- _Problem requirements_
Leaving out any pictures, transcribe every record exactly.

- _Stored data entries_
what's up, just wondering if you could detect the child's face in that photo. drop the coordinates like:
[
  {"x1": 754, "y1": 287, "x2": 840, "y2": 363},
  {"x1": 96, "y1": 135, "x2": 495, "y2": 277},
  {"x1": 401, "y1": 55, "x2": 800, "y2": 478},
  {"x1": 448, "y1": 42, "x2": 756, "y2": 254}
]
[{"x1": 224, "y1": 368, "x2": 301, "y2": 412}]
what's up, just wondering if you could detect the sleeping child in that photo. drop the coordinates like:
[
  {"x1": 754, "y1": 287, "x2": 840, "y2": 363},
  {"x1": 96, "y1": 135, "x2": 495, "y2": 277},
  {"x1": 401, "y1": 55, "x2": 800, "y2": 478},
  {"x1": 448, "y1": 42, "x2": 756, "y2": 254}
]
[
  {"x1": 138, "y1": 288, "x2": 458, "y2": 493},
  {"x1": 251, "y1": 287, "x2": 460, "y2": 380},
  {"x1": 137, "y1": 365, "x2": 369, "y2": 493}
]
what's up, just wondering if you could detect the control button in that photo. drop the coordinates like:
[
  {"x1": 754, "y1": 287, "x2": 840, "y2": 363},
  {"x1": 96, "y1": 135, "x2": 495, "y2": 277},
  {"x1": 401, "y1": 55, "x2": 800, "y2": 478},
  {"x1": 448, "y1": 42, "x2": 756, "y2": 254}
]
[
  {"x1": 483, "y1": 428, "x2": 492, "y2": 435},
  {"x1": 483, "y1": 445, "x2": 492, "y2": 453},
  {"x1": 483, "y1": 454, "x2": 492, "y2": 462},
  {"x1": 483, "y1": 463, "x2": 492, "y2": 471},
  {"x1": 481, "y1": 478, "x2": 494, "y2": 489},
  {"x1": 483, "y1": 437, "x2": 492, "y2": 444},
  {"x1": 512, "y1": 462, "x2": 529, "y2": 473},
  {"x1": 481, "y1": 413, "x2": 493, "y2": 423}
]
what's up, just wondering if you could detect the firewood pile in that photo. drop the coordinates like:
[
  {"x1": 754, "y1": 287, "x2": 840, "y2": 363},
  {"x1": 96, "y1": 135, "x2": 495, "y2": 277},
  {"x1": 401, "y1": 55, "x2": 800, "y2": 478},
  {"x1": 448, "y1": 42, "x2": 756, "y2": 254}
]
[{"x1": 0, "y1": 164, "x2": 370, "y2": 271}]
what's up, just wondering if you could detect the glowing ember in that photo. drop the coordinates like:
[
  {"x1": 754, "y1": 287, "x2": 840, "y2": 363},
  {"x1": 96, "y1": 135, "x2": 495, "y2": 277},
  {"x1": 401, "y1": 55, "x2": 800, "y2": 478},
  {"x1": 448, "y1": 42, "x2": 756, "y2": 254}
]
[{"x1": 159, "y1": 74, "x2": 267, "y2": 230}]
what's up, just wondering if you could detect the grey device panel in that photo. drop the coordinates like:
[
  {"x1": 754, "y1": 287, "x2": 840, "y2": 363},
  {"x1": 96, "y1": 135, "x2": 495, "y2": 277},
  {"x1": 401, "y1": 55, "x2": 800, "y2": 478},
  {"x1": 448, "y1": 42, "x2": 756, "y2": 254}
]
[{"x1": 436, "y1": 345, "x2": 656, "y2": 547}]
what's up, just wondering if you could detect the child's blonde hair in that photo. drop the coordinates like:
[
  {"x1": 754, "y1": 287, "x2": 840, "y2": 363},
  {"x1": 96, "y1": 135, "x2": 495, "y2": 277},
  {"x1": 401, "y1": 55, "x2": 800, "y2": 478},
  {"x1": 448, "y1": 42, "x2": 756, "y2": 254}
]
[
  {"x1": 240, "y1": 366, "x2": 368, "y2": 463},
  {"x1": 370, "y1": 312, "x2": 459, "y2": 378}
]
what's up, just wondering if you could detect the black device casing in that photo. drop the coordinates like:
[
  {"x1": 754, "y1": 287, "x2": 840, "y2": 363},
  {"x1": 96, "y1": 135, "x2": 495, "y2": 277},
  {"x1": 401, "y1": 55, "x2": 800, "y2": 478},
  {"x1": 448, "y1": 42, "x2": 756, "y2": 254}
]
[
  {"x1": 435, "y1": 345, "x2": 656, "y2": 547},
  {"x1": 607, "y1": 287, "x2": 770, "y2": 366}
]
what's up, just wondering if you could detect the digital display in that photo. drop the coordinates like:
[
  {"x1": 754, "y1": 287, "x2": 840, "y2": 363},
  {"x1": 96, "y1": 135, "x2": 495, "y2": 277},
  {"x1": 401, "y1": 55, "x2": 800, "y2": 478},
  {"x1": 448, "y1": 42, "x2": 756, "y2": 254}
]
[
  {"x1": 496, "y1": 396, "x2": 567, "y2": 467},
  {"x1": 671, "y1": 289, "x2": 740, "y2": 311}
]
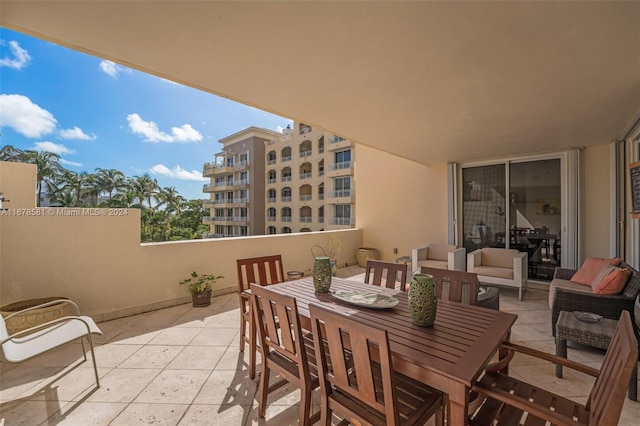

- _Response to this exercise_
what's up, just wondering if you could detect the child's face in that photo. drop the coordinates like:
[
  {"x1": 754, "y1": 287, "x2": 840, "y2": 363},
  {"x1": 96, "y1": 135, "x2": 495, "y2": 277},
  {"x1": 401, "y1": 55, "x2": 800, "y2": 478},
  {"x1": 448, "y1": 42, "x2": 756, "y2": 254}
]
[{"x1": 224, "y1": 368, "x2": 301, "y2": 412}]
what's up, just wondering if you could detect the sleeping child in that photo. drop the coordinates like:
[
  {"x1": 754, "y1": 287, "x2": 840, "y2": 363},
  {"x1": 96, "y1": 135, "x2": 495, "y2": 277},
  {"x1": 401, "y1": 55, "x2": 800, "y2": 478},
  {"x1": 448, "y1": 42, "x2": 756, "y2": 254}
]
[
  {"x1": 138, "y1": 288, "x2": 458, "y2": 493},
  {"x1": 251, "y1": 287, "x2": 460, "y2": 380},
  {"x1": 137, "y1": 365, "x2": 369, "y2": 493}
]
what's up, just wondering if you could detect the control button in that photo. drop the coordinates like:
[
  {"x1": 754, "y1": 287, "x2": 840, "y2": 363},
  {"x1": 96, "y1": 135, "x2": 495, "y2": 277},
  {"x1": 401, "y1": 55, "x2": 800, "y2": 478},
  {"x1": 448, "y1": 42, "x2": 756, "y2": 254}
]
[
  {"x1": 483, "y1": 428, "x2": 492, "y2": 435},
  {"x1": 483, "y1": 445, "x2": 492, "y2": 453},
  {"x1": 483, "y1": 454, "x2": 492, "y2": 462},
  {"x1": 483, "y1": 463, "x2": 492, "y2": 471},
  {"x1": 481, "y1": 478, "x2": 494, "y2": 489},
  {"x1": 483, "y1": 437, "x2": 492, "y2": 444},
  {"x1": 512, "y1": 462, "x2": 529, "y2": 473},
  {"x1": 481, "y1": 413, "x2": 493, "y2": 423}
]
what's up, just wondering if you could detect the firewood pile in that photo. drop the coordinates like:
[
  {"x1": 754, "y1": 287, "x2": 840, "y2": 363},
  {"x1": 96, "y1": 135, "x2": 495, "y2": 277},
  {"x1": 401, "y1": 55, "x2": 800, "y2": 478},
  {"x1": 448, "y1": 42, "x2": 756, "y2": 254}
]
[{"x1": 0, "y1": 164, "x2": 370, "y2": 271}]
what's up, just wondering if you could detect the glowing ember in that photo. drop the coordinates like:
[
  {"x1": 754, "y1": 287, "x2": 840, "y2": 363},
  {"x1": 96, "y1": 135, "x2": 495, "y2": 277},
  {"x1": 401, "y1": 55, "x2": 800, "y2": 478},
  {"x1": 448, "y1": 42, "x2": 756, "y2": 254}
]
[{"x1": 159, "y1": 74, "x2": 267, "y2": 230}]
what's up, just wondering if you could detect the grey device panel in that photo. drop the coordinates like:
[
  {"x1": 754, "y1": 287, "x2": 840, "y2": 363},
  {"x1": 96, "y1": 135, "x2": 495, "y2": 277},
  {"x1": 401, "y1": 55, "x2": 800, "y2": 478},
  {"x1": 448, "y1": 42, "x2": 756, "y2": 254}
]
[{"x1": 436, "y1": 345, "x2": 656, "y2": 547}]
what's up, just wondering if you could detect the child's blonde hair in that photo. drop the coordinates like:
[
  {"x1": 754, "y1": 287, "x2": 840, "y2": 363},
  {"x1": 96, "y1": 135, "x2": 495, "y2": 277},
  {"x1": 401, "y1": 55, "x2": 800, "y2": 478},
  {"x1": 448, "y1": 42, "x2": 756, "y2": 254}
]
[
  {"x1": 240, "y1": 366, "x2": 368, "y2": 463},
  {"x1": 370, "y1": 312, "x2": 459, "y2": 378}
]
what's up, just wondering if you could detect the black device casing in that photo. drop the coordinates like:
[
  {"x1": 754, "y1": 287, "x2": 840, "y2": 363},
  {"x1": 96, "y1": 135, "x2": 495, "y2": 277},
  {"x1": 401, "y1": 55, "x2": 800, "y2": 478},
  {"x1": 448, "y1": 42, "x2": 756, "y2": 254}
]
[
  {"x1": 435, "y1": 345, "x2": 656, "y2": 547},
  {"x1": 607, "y1": 287, "x2": 770, "y2": 366}
]
what's up, just wondering if you could detect the digital display in that photo. drop the coordinates like:
[
  {"x1": 754, "y1": 287, "x2": 840, "y2": 363},
  {"x1": 96, "y1": 135, "x2": 495, "y2": 277},
  {"x1": 401, "y1": 55, "x2": 800, "y2": 478},
  {"x1": 448, "y1": 42, "x2": 756, "y2": 254}
]
[
  {"x1": 496, "y1": 396, "x2": 567, "y2": 467},
  {"x1": 671, "y1": 289, "x2": 740, "y2": 311}
]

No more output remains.